# TEXT PASSAGE

Studio album by Ruben and the Jets
- Released: March 1973
- Genre: Rock and roll; R&B; blues;
- Length: 43:41
- Label: Mercury
- Producer: Frank Zappa

Ruben and the Jets chronology
| Cruising with Ruben & the Jets (1968) | For Real! (1973) | Con Safos (1974) |

= For Real! (Ruben and the Jets album) =

For Real! is an album by Ruben and the Jets, and the debut of musician Rubén Guevara Jr.'s new lineup, after the group name had previously been used as an alias of The Mothers of Invention in 1968. Released in 1973, For Real! was produced by Frank Zappa, who wrote the first track and played guitar on the second track. The album consists of blues, rhythm and blues and rock and roll music.

Professional ratings
Review scores
| Source | Rating |
| Allmusic |  |

== Background ==
During a recording session, engineer Richard Kunc and the Mothers of Invention discussed their high school days and love for doo-wop songs. Ray Collins and some of the other members of the band started singing and performing the songs, and Frank Zappa suggested that they record an album of doo wop music. Collins later left the Mothers of Invention, and Zappa began working on a project entitled No Commercial Potential, which included doo-wop and experimental pop songs which were later reconstituted into a concept album called Cruising with Ruben & the Jets (1968). Zappa described the songs in the doo-wop sessions as an homage to the 1950s vocal music that he was "crazy" about. Collins rejoined the Mothers of Invention for the doo-wop sessions, as his high falsetto was suited for the recordings. Although the recordings generally tried faithfully to reproduce the sound of 1950s doo wop and rock and roll, the arrangements included quotes from Igor Stravinsky pieces and unusual chord changes and tempos. For the album's release, the Mothers of Invention adopted the alias Ruben & the Jets. The album was popular with radio stations, as they believed it to be an unearthed doo wop album by an unknown 1950s band. A single was issued ("Deseri" b/w "Jelly Roll Gum Drop") credited to "Ruben and the Jets", with no mention of the Mothers of Invention. Subsequently, Zappa stated that the Mothers of Invention would record a second Ruben & the Jets album.

# DATA SECTION
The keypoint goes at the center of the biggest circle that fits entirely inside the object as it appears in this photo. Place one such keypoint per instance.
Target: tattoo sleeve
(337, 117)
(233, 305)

# BRIEF 1
In the album article, which track on For Real! did Frank Zappa write?
# BRIEF 2
Rewrite the part of the album article that begins with the words "For Real! is" and stops after "and roll music.", replacing "debut" with "first release".

# WRITTEN SOLUTION 1
The first track.

# WRITTEN SOLUTION 2
For Real! is an album by Ruben and the Jets, and the first release of musician Rubén Guevara Jr.'s new lineup, after the group name had previously been used as an alias of The Mothers of Invention in 1968. Released in 1973, For Real! was produced by Frank Zappa, who wrote the first track and played guitar on the second track. The album consists of blues, rhythm and blues and rock and roll music.